-- Document --
↓
Table 1. Overview of evaluation for a suite of global- and continental-scale (E-HYPE) models of different types based on river discharge. Examples are chosen from respective single-model evaluation studies. Note: many of the global- and continental-scale HMs are managed models that are constantly updated and improved. Values reflect model performance found in recent publications. NSE: Nash-Sutcliffe efficiency; PBIAS: percent bias; RMSE: root mean square error; r: Pearson correlation coefficient; Q: river discharge; P: precipitation; CV: coefficient of variation.

Model name, scale of application	Number of basins, range of catchment sizes	Evaluation approach: aspects of runoff checked and criteria of fit applied	Results in terms of criteria	Visual evaluation/comparison	Large discrepancies found for	References
HD (MPI-HM), global	6 basins of Baltic Sea, Arctic Ocean, Godavari, Mississippi, Ganges/Brahmaputra, Yangtze	None	None	Comparison of long-term mean monthly dynamics simulated with two climate re-analysis datasets	Overestimation for Mississippi with both climate datasets	Hagemann and Dümenil Gates (2001)
VIC, global	26 large river basins, 117 900 to 4.62 × 10^6 km^2	Individual evaluation of monthly flow with RMSE and PBIAS	After calibration: │PBIAS│< 20 in 18 cases; │RMSE│< 50 in 12 cases	Comparison of mean monthly hydrographs and mean annual runoff for selected basins	Overestimation in hot and arid basins (e.g. Senegal)	Nijssen et al. (2001)
Mac-PDM, global	50/42 basins with 10–30 years of data, 44 320 to 4.64 × 10^6 km^2	Aggregated evaluation of average annual runoff for all 50 catchments with r	r = 0.93 (aggregated results for all catchments)	Comparison of long-term mean monthly values (runoff regime) for 42 catchments	Overestimation in dry basins (e.g. Murray, Niger and Red)	Gosling and Arnell (2011)
WaterGAP 2.2, global	1319 basins with 4–30 years of data, 9000 to 1.2 × 10^6 km^2	Individual evaluation of time series of monthly river discharge with NSE	NSE > 0.5 in 53.5% of all stations	Comparison of discharge seasonality for 12 selected basins; map of NSE values in three classes	Poorer performance in arid climate zone: NSE < 0.5 in 72% of the catchments	Müller Schmied et al. (2014)
PCR-GLOBWB, global	2219/1938/26 basins with ≥10 years of data, 2312 to 3.68 × 10^6 km^2	Individual evaluation for 1938 (26) stations using relative deviation in average runoff and correlation coefficient (r) of monthly and annual discharges (slope and coefficient of determination, R^2)	Seasonality: for 75% of the gauged area, r > 0.75; inter-annual variability: for 60% of the gauged area, r > 0.75	Comparison of long-term mean monthly values (discharge seasonality) for 26 stations	Large overestimation in dry basins: Niger, Orange, Nile and Murray. Under-estimation in Arctic/sub-Arctic basins.	Van Beek et al. (2011)
LPJmL, global	213 basins with ≥5 years of data in 1979–1999, 8542 km^2 to 4.62 × 10^6 km^2	Individual evaluation of average annual discharge comparing ranges of uncertainty of simulated Q driven by seven P datasets with observed Q	Observed Q for 95 (+23) basins within ranges of uncertainty of simulated Q (+ difference <10%)	Differences in % on a map	Overestimation in African basins, Mississippi, Murray, Parana	Biemans et al. (2009)
↑
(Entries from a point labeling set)
↓
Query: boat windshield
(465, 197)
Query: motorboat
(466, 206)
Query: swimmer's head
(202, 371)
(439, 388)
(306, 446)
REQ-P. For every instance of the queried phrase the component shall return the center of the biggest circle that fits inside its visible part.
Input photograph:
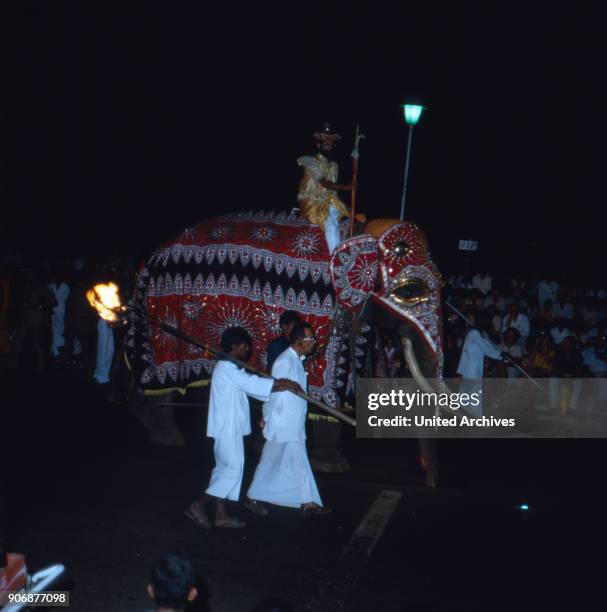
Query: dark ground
(84, 488)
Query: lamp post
(412, 114)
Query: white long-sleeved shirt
(474, 351)
(482, 283)
(229, 412)
(521, 324)
(285, 413)
(566, 310)
(559, 334)
(546, 291)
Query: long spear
(506, 358)
(114, 311)
(355, 156)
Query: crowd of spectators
(46, 320)
(551, 329)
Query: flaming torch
(105, 299)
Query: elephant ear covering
(354, 268)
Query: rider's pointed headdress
(326, 133)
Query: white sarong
(284, 476)
(226, 478)
(105, 352)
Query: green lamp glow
(412, 113)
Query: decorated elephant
(246, 269)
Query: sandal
(231, 521)
(255, 507)
(202, 520)
(316, 511)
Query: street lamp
(412, 114)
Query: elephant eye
(401, 249)
(411, 292)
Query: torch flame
(105, 299)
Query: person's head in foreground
(303, 340)
(287, 320)
(172, 584)
(236, 342)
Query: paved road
(94, 495)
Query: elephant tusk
(414, 366)
(421, 380)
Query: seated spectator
(517, 319)
(547, 290)
(483, 282)
(594, 357)
(287, 321)
(541, 358)
(567, 364)
(172, 584)
(563, 308)
(560, 331)
(496, 323)
(512, 348)
(590, 312)
(495, 299)
(568, 359)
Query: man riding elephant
(318, 188)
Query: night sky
(127, 122)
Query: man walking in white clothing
(471, 364)
(284, 476)
(228, 421)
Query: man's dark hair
(172, 580)
(233, 336)
(288, 316)
(515, 332)
(483, 320)
(299, 332)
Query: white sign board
(468, 245)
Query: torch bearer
(105, 299)
(355, 156)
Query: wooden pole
(241, 364)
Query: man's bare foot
(229, 521)
(313, 508)
(195, 512)
(255, 507)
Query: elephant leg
(428, 458)
(325, 445)
(160, 420)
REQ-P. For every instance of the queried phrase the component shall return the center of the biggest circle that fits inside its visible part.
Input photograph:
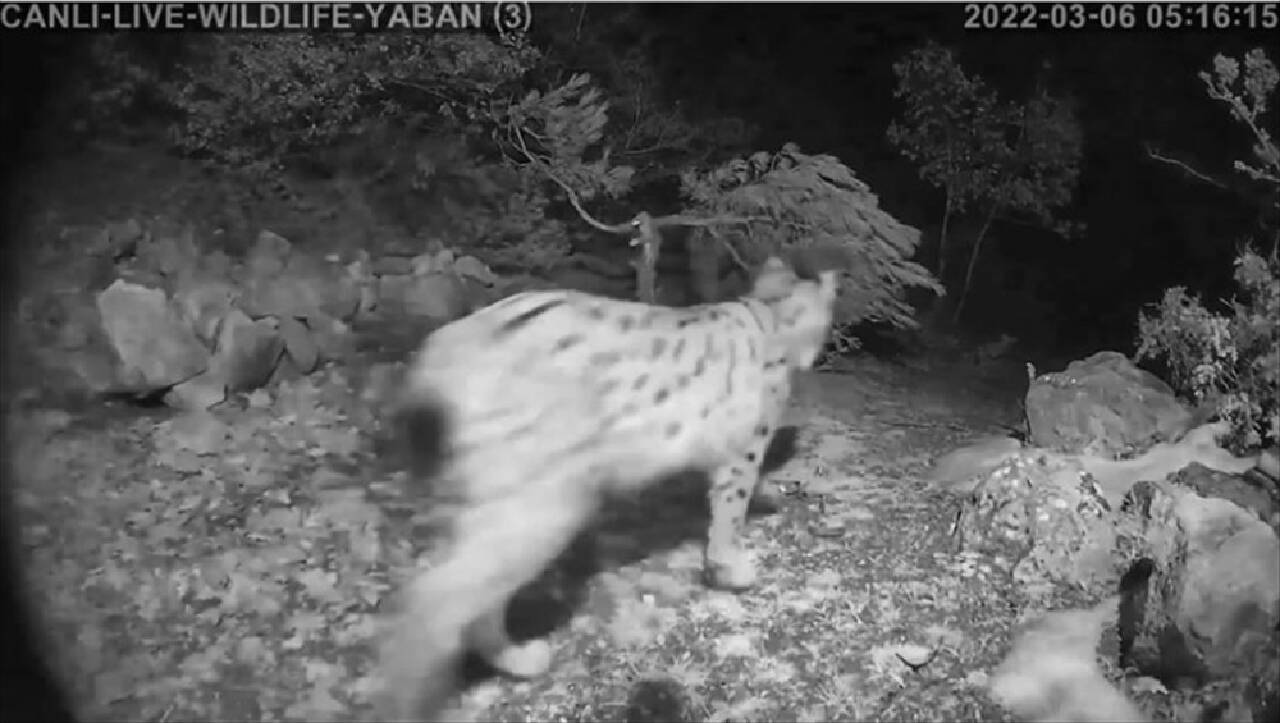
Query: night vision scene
(641, 362)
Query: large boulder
(1202, 595)
(1104, 405)
(155, 344)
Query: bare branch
(517, 136)
(1155, 155)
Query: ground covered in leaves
(229, 567)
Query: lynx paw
(735, 572)
(528, 659)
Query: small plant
(1232, 358)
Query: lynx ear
(830, 283)
(775, 280)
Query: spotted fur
(529, 411)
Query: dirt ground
(242, 584)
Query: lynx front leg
(498, 548)
(728, 564)
(488, 637)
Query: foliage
(796, 200)
(997, 158)
(1230, 358)
(1247, 96)
(617, 45)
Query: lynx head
(803, 309)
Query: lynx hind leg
(498, 548)
(488, 637)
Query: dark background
(822, 76)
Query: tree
(1232, 358)
(789, 200)
(1005, 160)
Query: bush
(1230, 360)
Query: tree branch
(1155, 155)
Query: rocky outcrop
(1104, 405)
(196, 328)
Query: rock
(368, 300)
(1202, 595)
(247, 351)
(1046, 518)
(1269, 462)
(337, 292)
(172, 252)
(199, 393)
(478, 294)
(332, 338)
(583, 280)
(960, 470)
(1197, 447)
(199, 431)
(1051, 673)
(471, 268)
(392, 265)
(298, 344)
(204, 303)
(268, 256)
(1105, 403)
(602, 266)
(437, 296)
(155, 346)
(392, 292)
(305, 288)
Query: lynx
(526, 413)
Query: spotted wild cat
(524, 415)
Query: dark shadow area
(28, 690)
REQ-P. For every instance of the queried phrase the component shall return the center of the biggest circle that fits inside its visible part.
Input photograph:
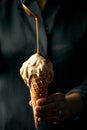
↑
-- Objectives --
**a.** In the model evaluation table, what percentage of all stations reached an NSE above 0.5 for WaterGAP 2.2?
**b.** From the entries, extract the lines starting at the one that contains "Query: rocky outcrop" and ending at the last line of the entries, with both ends included. Leave out the pictures.
The model evaluation table and the entries are unrelated material.

-- Final answers --
**a.** 53.5%

**b.**
Query: rocky outcrop
(1104, 405)
(196, 328)
Query: rock
(368, 300)
(1202, 595)
(247, 351)
(1046, 518)
(1269, 462)
(337, 292)
(172, 252)
(199, 393)
(478, 294)
(332, 338)
(583, 280)
(960, 470)
(1197, 447)
(199, 431)
(1051, 673)
(471, 268)
(392, 265)
(298, 344)
(204, 303)
(268, 256)
(1105, 403)
(602, 266)
(437, 296)
(155, 346)
(392, 292)
(305, 288)
Query: lynx
(526, 413)
Query: spotted wild cat
(524, 415)
Query: dark shadow area
(28, 690)
REQ-P. For every instance of the queried phrase the component shall return the center of the biggest circle that fits inside its visible part.
Input photograph:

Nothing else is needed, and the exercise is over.